WHAT IS BEING ASKED: Output every entry exactly as given.

SOURCE MATERIAL:
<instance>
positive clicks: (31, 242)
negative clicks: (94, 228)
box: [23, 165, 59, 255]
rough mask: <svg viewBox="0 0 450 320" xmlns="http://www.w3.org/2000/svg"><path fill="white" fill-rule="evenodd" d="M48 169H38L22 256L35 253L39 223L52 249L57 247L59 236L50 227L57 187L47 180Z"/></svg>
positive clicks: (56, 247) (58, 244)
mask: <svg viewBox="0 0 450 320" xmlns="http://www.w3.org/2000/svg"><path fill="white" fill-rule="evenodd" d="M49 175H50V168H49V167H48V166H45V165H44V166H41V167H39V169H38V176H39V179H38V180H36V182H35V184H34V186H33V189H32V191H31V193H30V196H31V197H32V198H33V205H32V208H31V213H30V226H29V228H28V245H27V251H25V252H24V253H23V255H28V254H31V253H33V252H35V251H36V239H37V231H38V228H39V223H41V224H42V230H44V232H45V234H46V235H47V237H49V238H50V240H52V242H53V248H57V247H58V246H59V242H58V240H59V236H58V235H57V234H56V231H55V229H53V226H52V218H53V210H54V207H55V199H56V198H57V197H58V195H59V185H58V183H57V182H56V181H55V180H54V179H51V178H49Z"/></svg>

OUTPUT:
<instance>
positive clicks: (31, 242)
negative clicks: (94, 228)
box: [23, 165, 59, 255]
rough mask: <svg viewBox="0 0 450 320" xmlns="http://www.w3.org/2000/svg"><path fill="white" fill-rule="evenodd" d="M48 169H38L22 256L35 253L39 223L52 249L57 247L59 236L50 227L57 187L47 180Z"/></svg>
positive clicks: (56, 247) (58, 244)
mask: <svg viewBox="0 0 450 320" xmlns="http://www.w3.org/2000/svg"><path fill="white" fill-rule="evenodd" d="M49 175H50V168H49V167H48V166H45V165H44V166H41V167H39V169H38V176H39V179H38V180H36V182H35V184H34V186H33V189H32V191H31V193H30V196H31V197H32V198H33V205H32V208H31V213H30V226H29V228H28V245H27V251H25V252H24V253H23V255H28V254H31V253H33V252H35V251H36V239H37V231H38V228H39V223H41V224H42V230H44V232H45V234H46V235H47V237H49V238H50V240H52V242H53V248H57V247H58V246H59V242H58V240H59V236H58V235H57V234H56V231H55V229H53V226H52V218H53V210H54V207H55V199H56V198H57V197H58V195H59V185H58V183H57V182H56V181H55V180H54V179H51V178H49Z"/></svg>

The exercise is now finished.